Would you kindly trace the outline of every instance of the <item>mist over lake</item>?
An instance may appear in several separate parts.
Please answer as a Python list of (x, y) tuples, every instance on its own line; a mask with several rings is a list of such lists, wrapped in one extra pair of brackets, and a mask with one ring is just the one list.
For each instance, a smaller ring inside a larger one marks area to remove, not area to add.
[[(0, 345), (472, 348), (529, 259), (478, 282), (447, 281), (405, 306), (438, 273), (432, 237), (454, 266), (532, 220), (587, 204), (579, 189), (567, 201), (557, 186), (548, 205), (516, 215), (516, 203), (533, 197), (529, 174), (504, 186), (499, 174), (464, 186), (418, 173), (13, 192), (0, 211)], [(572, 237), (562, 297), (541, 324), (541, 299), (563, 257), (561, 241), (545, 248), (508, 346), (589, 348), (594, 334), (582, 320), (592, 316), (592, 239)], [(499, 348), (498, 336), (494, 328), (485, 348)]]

§ §

Can you retype all of the data above line for line, changing nothing?

Would you kindly trace the outline of every instance of the <item>mist over lake</item>?
An instance may appear in several separate parts.
Please answer as a Python list of (x, y) tuples, every instance on its own line; a mask with several rings is a list of such lists, wrapped in one extra pair of brackets, and a mask with one ring is just the one list.
For each instance, a smaller ring inside a larger one marks area to remove, not area to add.
[[(0, 345), (472, 348), (529, 259), (478, 282), (447, 281), (405, 306), (438, 273), (432, 237), (454, 266), (532, 220), (587, 204), (579, 189), (567, 201), (557, 186), (548, 205), (516, 215), (516, 203), (533, 197), (529, 174), (504, 186), (499, 174), (464, 186), (418, 173), (13, 192), (0, 211)], [(572, 237), (562, 297), (541, 324), (541, 299), (563, 257), (561, 241), (545, 248), (508, 346), (589, 348), (594, 334), (582, 320), (592, 316), (592, 239)], [(499, 348), (498, 336), (494, 328), (485, 348)]]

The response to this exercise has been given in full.